— EXERCISE PROMPT —
Print the data that follows without changing a single word.

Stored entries
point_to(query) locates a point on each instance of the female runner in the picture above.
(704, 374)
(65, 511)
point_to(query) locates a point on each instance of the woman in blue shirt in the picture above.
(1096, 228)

— WRITTEN ANSWER —
point_to(query) locates a point on each instance of the female runner in the picture above.
(704, 374)
(65, 511)
point_to(query) locates a point on each instance of the woman in blue shirt in the picture above.
(1096, 228)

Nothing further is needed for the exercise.